PROMPT A →
In the forum thread on kayak fishing, where does JohnPD plan to use the kayak?

PAGE →
┌──

# Been reading lots on yak fishing, and I want one, what about this one?



## JohnPD (Jun 12, 2012)

I've really been looking into the Wilderness Systems Ride 115 Angler. Would that be a good choice for a SOT yak?


----------



## Lima Eyecatcher (Aug 13, 2008)

I use a SINK so not sure about that yak. It looks nice. I would recommend going to an outing where you can rent one before you buy one. I looked at the Commander but found it very hard to turn for what I wanted in small rivers. White Water Wearhouse in Dayton has outings where for a few $ you can try any of their yaks on a lake. When I went there they were closed but opened up for me and my buddy, loaded a few different yaks on a trailer and took us to a near by lake to try them out. I bought a Dagger from them. My dad loves the stability of the Commander and doesnt play in the rivers like I do so that is what he bought and loves it. Good luck, no matter what you buy you will love this sport.


----------



## backlashed (Mar 19, 2011)

JohnPD said:


> I've really been looking into the Wilderness Systems Ride 115 Angler. Would that be a good choice for a SOT yak?


It's a great kayak, where do you plan on using it?


_OutdoorHub Mobile, the information engine of the outdoors._


----------



## landarcjedi (Mar 20, 2011)

Make sure you get this year's model, lots of upgrades from last year.


----------



## Riverjam (May 30, 2012)

I've got the Ride 115 and I love it. I find it to be extremely stable. I also find it tracks well, yet is still maneuverable. I fish mainly rivers and streams. I didn't get the angler version. I'd rather rig it up with what I want as I find I need it

If you have any specific questions I'd be glad to help you out.


----------



## JohnPD (Jun 12, 2012)

backlashed said:


> It's a great kayak, where do you plan on using it?
> 
> 
> _OutdoorHub Mobile, the information engine of the outdoors._


Rivers and lakes throughout Ohio, and maybe a few milder rivers in Pa., or W.Va.


----------



## bjpatrick (Jun 18, 2010)

I just got a fishing kayak (Trophy Beach 126) last week for vacation and it's great. I can reach so many more good fishing spots from a kayak than wading. I've noticed that it might take three hours to fish a section of a river and twenty five minutes to paddle back. It's been a lot of fun!


----------



## wildy115 (Jun 28, 2012)

└──

PROMPT B →
Find every line in the listing that contains the word "grass", and copy each of those lines.

Stored data entries:

┌──

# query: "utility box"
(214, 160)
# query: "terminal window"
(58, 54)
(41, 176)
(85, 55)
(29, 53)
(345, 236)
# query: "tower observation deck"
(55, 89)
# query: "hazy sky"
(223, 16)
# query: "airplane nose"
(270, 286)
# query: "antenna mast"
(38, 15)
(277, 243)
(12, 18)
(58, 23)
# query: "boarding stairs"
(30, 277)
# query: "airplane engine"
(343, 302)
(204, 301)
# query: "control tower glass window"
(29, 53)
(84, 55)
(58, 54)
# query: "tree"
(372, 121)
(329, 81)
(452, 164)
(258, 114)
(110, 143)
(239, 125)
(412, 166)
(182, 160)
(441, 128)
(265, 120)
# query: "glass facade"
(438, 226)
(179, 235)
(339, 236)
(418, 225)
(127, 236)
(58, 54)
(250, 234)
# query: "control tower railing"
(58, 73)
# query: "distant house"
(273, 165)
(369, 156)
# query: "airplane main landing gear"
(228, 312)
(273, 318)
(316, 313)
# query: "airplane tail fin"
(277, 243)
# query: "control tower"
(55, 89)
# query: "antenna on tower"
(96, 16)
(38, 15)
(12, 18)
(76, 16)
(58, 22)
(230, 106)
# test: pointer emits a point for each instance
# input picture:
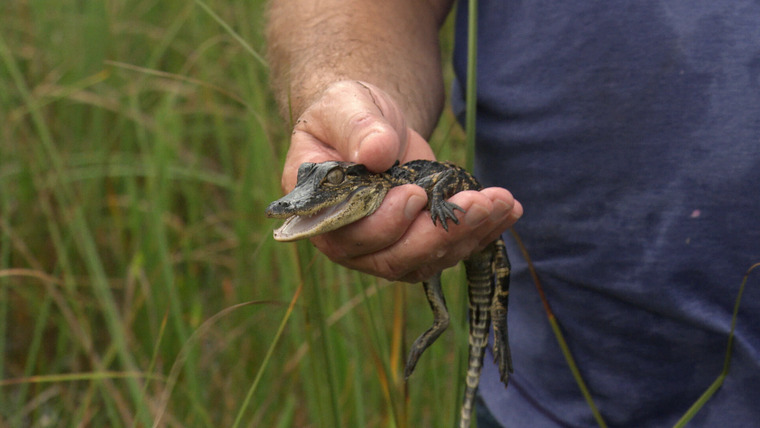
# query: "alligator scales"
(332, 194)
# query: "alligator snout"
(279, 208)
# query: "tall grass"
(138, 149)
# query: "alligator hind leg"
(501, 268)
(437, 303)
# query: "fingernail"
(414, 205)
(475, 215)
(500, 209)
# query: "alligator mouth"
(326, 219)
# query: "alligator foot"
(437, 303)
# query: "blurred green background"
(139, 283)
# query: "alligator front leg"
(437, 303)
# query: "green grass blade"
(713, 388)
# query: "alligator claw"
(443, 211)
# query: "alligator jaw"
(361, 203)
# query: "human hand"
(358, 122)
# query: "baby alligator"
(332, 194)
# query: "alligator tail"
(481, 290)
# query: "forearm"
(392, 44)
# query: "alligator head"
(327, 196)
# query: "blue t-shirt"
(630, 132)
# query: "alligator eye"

└──
┌──

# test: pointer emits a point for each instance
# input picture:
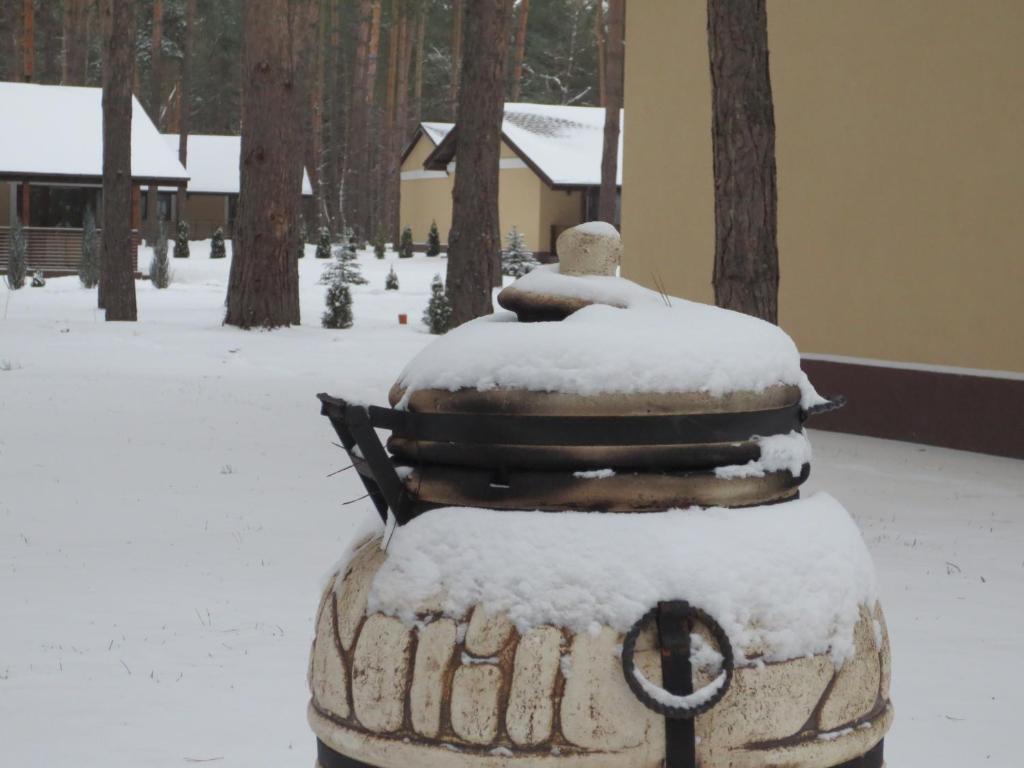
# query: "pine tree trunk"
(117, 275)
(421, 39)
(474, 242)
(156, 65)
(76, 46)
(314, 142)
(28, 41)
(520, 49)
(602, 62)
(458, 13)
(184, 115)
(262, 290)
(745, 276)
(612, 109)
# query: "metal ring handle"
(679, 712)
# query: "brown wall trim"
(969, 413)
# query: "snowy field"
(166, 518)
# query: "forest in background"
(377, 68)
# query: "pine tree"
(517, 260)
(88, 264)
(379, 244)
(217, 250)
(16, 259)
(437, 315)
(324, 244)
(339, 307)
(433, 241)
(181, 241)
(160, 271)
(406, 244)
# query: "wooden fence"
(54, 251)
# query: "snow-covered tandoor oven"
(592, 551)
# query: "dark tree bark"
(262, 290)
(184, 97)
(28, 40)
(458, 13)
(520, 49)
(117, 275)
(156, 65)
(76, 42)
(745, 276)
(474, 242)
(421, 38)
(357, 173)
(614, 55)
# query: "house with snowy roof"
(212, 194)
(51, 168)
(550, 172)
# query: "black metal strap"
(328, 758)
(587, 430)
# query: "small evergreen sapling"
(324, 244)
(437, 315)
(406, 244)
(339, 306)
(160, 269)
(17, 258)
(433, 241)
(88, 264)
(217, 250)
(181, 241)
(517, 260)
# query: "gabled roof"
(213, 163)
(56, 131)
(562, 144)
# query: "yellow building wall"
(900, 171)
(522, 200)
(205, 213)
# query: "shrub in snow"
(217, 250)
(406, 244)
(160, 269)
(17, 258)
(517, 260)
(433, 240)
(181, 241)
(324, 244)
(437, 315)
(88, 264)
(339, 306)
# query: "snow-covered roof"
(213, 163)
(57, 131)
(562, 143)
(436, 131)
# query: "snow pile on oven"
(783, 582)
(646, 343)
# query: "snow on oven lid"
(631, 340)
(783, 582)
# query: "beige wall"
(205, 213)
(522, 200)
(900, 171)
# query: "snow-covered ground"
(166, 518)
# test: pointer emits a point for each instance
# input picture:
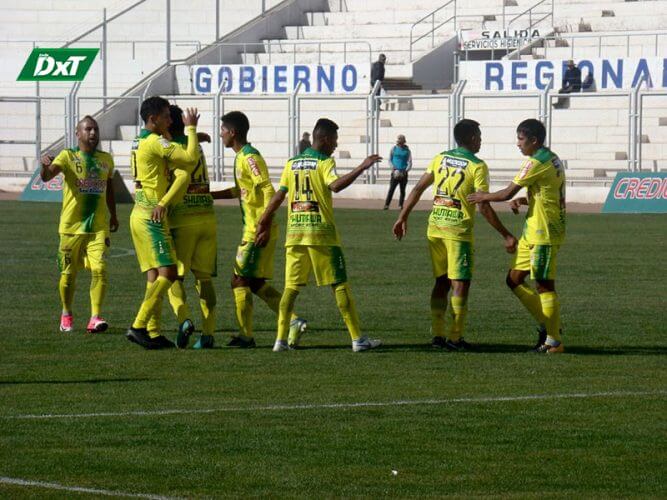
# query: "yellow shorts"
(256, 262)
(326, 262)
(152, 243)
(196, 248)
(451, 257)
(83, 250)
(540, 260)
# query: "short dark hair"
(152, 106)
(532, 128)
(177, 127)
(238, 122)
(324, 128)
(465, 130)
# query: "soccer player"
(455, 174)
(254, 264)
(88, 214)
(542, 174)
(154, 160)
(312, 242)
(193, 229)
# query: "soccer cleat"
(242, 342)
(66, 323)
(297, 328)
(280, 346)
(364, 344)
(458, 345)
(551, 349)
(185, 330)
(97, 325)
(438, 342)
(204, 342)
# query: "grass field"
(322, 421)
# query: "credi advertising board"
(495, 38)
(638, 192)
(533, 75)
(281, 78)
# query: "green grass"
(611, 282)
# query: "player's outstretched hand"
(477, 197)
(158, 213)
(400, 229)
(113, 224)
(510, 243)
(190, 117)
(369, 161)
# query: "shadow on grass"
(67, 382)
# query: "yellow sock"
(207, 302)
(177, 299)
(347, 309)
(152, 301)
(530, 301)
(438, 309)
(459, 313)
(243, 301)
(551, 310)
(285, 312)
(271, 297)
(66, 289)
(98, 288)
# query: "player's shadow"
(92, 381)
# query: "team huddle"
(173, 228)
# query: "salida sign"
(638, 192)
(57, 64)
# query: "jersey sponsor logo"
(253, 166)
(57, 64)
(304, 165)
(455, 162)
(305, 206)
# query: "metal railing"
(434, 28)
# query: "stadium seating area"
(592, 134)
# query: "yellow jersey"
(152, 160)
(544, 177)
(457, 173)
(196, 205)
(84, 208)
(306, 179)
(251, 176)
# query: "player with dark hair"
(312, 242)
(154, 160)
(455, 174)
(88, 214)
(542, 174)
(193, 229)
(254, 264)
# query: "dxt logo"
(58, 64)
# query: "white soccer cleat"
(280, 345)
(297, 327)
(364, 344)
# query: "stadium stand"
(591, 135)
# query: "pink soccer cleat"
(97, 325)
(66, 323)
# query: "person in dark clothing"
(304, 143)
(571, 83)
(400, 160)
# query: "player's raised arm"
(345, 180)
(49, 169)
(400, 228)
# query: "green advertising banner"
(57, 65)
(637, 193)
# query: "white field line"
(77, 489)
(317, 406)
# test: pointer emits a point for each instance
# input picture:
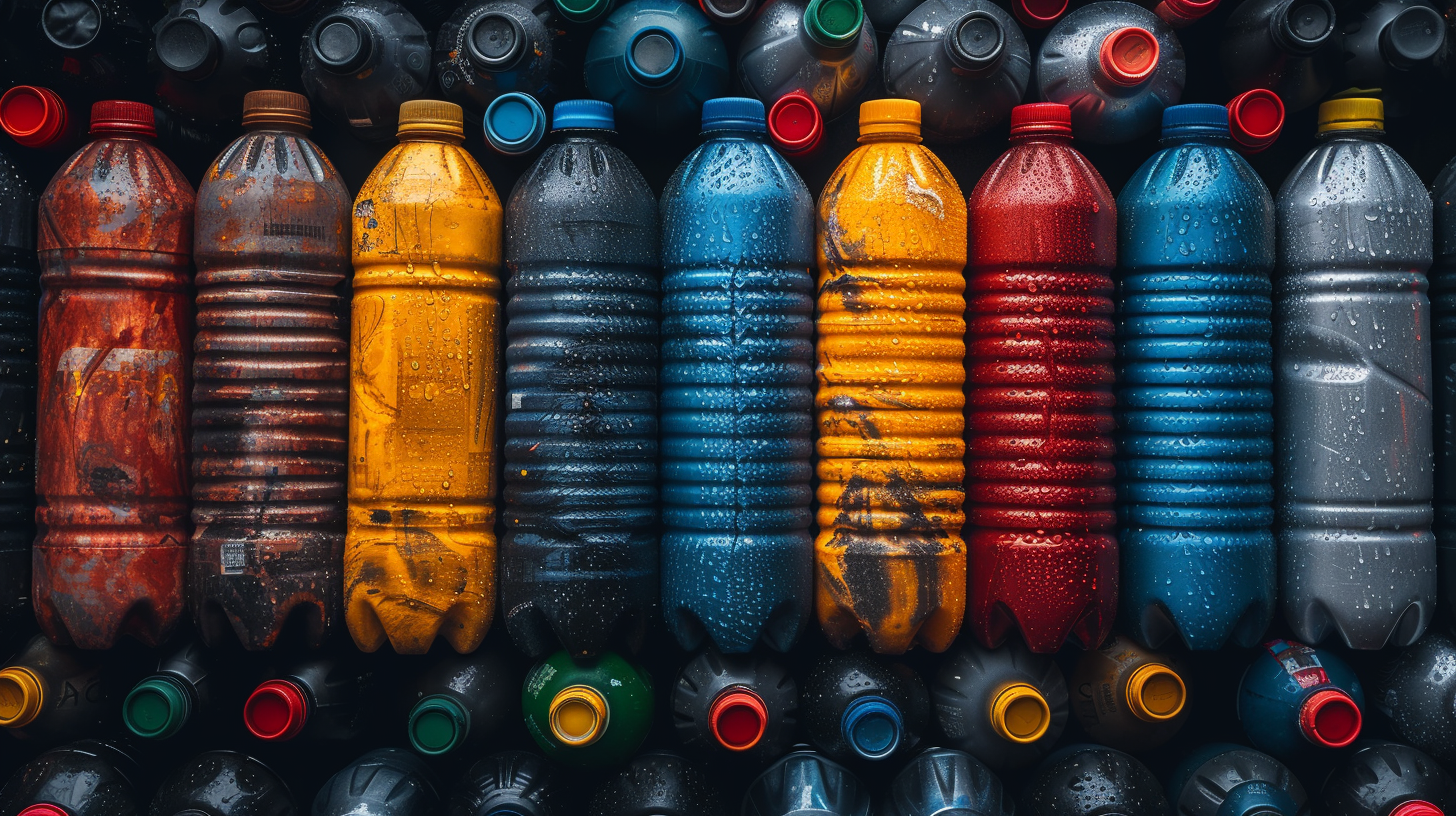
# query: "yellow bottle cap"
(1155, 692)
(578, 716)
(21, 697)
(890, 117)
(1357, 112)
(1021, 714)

└──

TASK RESULT A →
Rivers and lakes throughout Ohio, and maybe a few milder rivers in Pa. or W.Va.

TASK RESULT B →
# query: "tall grass"
# query: "green grass blade"
# query: "grass field"
# query: "green grass"
# query: "shadow on grass"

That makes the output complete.